### [What to work on]
Copy the entries below character for character, from the line containing "Annotate the brown" through the line containing "<point>259,441</point>", with both of those lines included.

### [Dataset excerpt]
--------------------------------

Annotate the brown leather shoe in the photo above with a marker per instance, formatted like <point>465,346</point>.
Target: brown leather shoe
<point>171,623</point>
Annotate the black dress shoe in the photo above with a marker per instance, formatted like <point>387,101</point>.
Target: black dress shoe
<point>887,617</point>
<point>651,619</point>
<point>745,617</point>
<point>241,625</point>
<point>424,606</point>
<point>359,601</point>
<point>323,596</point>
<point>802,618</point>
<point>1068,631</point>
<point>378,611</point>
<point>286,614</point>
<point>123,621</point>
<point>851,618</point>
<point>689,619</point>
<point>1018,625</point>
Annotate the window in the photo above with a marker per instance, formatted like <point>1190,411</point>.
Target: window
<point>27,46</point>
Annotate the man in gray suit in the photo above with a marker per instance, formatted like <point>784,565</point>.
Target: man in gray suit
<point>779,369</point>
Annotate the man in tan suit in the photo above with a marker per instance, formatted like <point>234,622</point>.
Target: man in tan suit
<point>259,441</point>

--------------------------------

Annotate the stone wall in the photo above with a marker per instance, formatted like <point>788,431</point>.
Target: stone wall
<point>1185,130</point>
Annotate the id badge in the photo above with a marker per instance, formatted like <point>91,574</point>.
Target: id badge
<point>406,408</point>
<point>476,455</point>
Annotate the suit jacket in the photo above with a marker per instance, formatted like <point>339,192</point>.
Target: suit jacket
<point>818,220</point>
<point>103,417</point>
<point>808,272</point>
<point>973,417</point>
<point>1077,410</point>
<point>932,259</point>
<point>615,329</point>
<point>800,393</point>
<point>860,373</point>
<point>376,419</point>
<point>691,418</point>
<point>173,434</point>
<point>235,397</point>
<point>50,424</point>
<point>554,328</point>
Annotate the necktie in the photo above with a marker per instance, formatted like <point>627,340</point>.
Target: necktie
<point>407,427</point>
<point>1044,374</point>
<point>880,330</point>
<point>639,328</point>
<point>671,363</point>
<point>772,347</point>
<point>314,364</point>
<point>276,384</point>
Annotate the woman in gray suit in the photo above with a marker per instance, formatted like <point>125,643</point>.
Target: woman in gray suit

--------------------------------

### [Task output]
Annotate the brown leather shoe in the photo above with a marker per instance, formatted like <point>465,346</point>.
Target: brown leather shoe
<point>171,623</point>
Annotate the black dress shoe in the photo above with a marker per instance, formatted like <point>387,101</point>.
Target: black dress shoe
<point>887,617</point>
<point>651,619</point>
<point>745,617</point>
<point>241,625</point>
<point>424,606</point>
<point>359,601</point>
<point>323,596</point>
<point>802,618</point>
<point>1068,631</point>
<point>378,611</point>
<point>286,614</point>
<point>123,621</point>
<point>851,618</point>
<point>689,619</point>
<point>1018,625</point>
Annotate the window in the photo above with a marker per instance, formatted like <point>1190,411</point>.
Target: window
<point>27,46</point>
Annotate the man in gray suit in the photo above with a marker per instance, formatted like <point>784,565</point>.
Target: man in gray suit
<point>779,369</point>
Annotate the man in tan suit in the photo above with a marker per instance, formatted like <point>234,622</point>.
Target: man in tan suit
<point>259,441</point>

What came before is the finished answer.